● REQUIRED ACTIONS
1 > Rewrite the part of the Star Wars article starting at "Now, 29 years" and ending at "actually a Defel?", changing "wolfman" to "wolf alien" wherever it occurs.
2 > According to the Star Wars article, in what year was the short story in which Lak Sivrak became unstuck in time published?

### SELECTED EXTRACT ###

29 Years Later, One Bonkers Star Wars Deep Cut Could Quietly Reboot Canon

Lucasfilm

Before Ezra fell through the World Between Worlds in the Rebels in 2018, there had never been time travel in Star Wars before. Except there had been. Relegated to non-canon status long ago, the Shistavanen Woflman named Lak Sivrak became unstuck in time in a banger Star Wars short story published in 1995. Today, all the cool kid Star Wars fans nodded their heads when The Acolyte referenced things like Vernesta Rwoh’s lightwhip from the High Republic books, but back in the mid-’90s, obsessive fans were talking about characters like Lak Sivrak, his one true love Dice Ibegon, and the implications of what his journey meant in the larger context of the trilogy. But then, in 1997, the Shistavanen wolfmen were low-key erased from existence, thanks to a tweak in the first George Lucas “Special Edition” of A New Hope.

Now, 29 years after the publication of the first Shistavanen wolfman short story, 27 years after the Special Edition erasure, and 47 years after the original Star Wars cantina scene, there’s a Shistavanen wolfman back on the screen in Star Wars canon. Or wait. Is this actually a Defel?

Brutus: Shistavanen or Defel?

Brutus (voice of Fred Tatasciore, body of Stephen Oyoung) is very clearly a Shistavanen wolfman. Or is he? | Lucasfilm

As revealed by Entertainment Weekly, months before the launch of Skeleton Crew, the new Star Wars pirate show features at least one creature that looks very much like a wolfman. At the time, the internet exploded with geeky commentary; could this be a retcon of a retcon? Could the Shistavanen species finally be resurrected?

The answer right now is a little unclear. The character of Brutus in Skeleton Crew does look a lot like two different wolf-alien creatures glimpsed in the Mos Eisley Cantina in the theatrical cut of A New Hope: the Shistavanen wolfman Lak Sivrak, and also a red-eyed wolf creature named Arleil Schous, who is from a species called a Defel. Like Lak, Arleil was replaced in the Special Edition in 1997, though he can be seen at the bar briefly in the current special edition.

### RAW DATA ###

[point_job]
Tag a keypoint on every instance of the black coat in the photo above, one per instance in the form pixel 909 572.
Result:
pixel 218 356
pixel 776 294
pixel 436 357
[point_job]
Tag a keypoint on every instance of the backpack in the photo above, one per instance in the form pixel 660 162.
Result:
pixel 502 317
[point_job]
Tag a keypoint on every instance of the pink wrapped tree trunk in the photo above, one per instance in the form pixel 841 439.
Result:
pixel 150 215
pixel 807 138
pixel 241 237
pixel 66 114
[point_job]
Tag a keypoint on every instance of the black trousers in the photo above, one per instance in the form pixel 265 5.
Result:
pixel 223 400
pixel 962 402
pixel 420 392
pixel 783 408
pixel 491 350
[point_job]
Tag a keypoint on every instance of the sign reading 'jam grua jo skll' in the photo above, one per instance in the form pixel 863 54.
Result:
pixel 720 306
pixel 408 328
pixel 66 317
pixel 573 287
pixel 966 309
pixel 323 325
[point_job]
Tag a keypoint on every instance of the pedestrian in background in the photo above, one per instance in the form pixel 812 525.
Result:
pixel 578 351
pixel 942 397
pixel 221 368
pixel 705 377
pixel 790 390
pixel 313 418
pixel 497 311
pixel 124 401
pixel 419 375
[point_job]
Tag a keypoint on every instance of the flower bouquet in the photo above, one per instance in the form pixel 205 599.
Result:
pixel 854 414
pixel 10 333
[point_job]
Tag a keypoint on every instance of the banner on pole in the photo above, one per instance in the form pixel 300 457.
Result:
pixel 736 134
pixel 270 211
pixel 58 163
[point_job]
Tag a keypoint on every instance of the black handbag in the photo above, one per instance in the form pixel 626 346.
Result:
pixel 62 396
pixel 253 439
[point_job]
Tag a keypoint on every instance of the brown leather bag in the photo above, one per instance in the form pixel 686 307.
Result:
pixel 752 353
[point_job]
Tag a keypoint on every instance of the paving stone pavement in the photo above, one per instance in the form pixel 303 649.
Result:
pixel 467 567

###

● EXERCISE RESULTS
1 >
Now, 29 years after the publication of the first Shistavanen wolf alien short story, 27 years after the Special Edition erasure, and 47 years after the original Star Wars cantina scene, there’s a Shistavanen wolf alien back on the screen in Star Wars canon. Or wait. Is this actually a Defel?

2 > 1995